## Selected passage
BEGIN
Farmall Cub Conversion from 6 to 12 volts

Anonymous-0

Well-known Member
I am in the process of converting a 1953 Farmall Cub from 6 volt to 12 volt electrical system using a 10SI 110 Amp one wire Alternator using 16 or 18 gauge wire with a 1 amp/50 volt diode in line. I know the Alternator wiring is suppose to be somewhat easier when using an Alternator with one wire or so stated in the 5/23/13 article reference Recommendation for 12 Volt Conversions referencing an Article Copyright 1999 Genesee Products. That article explained somewhat how a two and three wire Alternator wires out, but, although briefly mentioning a one wire Alternator, never indicated the completion of the one wire Alternator's wiring. My question is, does that single Alternator wire run from the Alternator directly to the starter stud or does it run to the ignition switch?
 
A delco one wire alternator only requires a simple direct to battery connection to work, it does not need a diode and should be more like 10 or 12 gauge wire.

Kevin
 
One wire alternator wire goes to same place as the BAT wire on the generator regulator. Minimum 12 gauge wire, 10 gauge better
 
I'm not a fan of conversions. I run 3 Cubs (All 6 volt) and they always start on the first try down to 0 deg. Any colder than that I stay inside and warm.
If a cub don't start easily something is wrong. Cheaper to fix it.
 
(quoted from post at 15:51:22 05/25/13) I'm not a fan of conversions. I run 3 Cubs (All 6 volt) and they always start on the first try down to 0 deg. Any colder than that I stay inside and warm.
If a cub don't start easily something is wrong. Cheaper to fix it.

Jim, that's a pretty broad statement. This site gets $266.00 plus core for a cub generator. I just bought a 10SI at Napa for my 8N for $35.00 plus core. That's not really cheaper.
END
## Exercise aim
Reproduce the Farmall Cub 12-volt conversion thread word for word, from "A delco one" up to and including "12 gauge wire.".

Dataset items:
BEGIN
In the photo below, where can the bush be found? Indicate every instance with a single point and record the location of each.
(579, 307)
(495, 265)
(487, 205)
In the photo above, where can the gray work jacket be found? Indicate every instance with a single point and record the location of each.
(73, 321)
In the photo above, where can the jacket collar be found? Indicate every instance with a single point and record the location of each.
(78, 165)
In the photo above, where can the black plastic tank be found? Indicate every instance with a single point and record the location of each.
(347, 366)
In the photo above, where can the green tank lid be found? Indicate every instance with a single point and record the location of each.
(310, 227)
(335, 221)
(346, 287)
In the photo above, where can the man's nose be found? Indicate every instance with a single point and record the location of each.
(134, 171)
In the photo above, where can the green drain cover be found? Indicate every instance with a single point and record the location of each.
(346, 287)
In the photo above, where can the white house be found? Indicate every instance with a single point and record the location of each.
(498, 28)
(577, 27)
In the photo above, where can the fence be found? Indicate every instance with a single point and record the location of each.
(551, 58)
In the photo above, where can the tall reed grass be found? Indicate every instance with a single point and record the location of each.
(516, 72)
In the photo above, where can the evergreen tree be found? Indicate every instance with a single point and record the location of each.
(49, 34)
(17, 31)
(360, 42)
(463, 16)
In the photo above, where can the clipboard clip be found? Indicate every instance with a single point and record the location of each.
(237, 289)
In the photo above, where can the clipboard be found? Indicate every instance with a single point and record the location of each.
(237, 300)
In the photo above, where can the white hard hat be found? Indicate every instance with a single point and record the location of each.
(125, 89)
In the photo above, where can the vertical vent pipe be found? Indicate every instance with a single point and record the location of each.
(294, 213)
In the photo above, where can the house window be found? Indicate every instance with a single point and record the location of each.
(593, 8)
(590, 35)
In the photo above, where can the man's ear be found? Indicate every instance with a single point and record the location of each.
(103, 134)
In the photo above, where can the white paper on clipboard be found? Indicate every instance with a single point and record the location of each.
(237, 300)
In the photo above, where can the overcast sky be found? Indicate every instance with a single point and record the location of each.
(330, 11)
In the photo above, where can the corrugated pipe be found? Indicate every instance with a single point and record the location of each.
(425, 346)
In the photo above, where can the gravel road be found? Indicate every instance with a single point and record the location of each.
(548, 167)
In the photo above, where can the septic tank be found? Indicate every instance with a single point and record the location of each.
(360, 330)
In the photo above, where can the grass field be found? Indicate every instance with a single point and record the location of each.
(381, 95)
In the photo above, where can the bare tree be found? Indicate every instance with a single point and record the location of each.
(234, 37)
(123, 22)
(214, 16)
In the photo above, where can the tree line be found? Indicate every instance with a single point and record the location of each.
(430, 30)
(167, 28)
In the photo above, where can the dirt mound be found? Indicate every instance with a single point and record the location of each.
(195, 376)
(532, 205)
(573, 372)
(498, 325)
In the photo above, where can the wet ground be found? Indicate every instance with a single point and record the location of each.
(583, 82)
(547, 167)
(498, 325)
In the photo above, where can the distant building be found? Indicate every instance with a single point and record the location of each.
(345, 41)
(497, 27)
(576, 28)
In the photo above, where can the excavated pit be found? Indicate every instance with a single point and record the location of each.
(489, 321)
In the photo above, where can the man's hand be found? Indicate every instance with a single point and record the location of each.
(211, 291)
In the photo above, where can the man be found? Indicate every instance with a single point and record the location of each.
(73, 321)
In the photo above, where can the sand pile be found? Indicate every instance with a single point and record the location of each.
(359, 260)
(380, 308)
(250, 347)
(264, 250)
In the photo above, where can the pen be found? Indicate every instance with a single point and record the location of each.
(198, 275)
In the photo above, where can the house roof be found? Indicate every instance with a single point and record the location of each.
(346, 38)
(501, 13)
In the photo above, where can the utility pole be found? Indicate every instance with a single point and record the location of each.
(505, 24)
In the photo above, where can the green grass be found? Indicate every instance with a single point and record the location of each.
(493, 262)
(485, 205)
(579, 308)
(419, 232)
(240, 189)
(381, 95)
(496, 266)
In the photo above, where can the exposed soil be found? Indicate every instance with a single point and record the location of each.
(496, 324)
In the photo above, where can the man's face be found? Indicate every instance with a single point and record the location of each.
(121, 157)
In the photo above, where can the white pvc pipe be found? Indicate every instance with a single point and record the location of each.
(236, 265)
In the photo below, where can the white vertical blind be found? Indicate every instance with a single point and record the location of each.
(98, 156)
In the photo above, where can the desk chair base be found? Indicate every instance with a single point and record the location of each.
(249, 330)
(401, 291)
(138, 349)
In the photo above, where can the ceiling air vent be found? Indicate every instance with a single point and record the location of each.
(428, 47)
END
## Expected answer
A delco one wire alternator only requires a simple direct to battery connection to work, it does not need a diode and should be more like 10 or 12 gauge wire.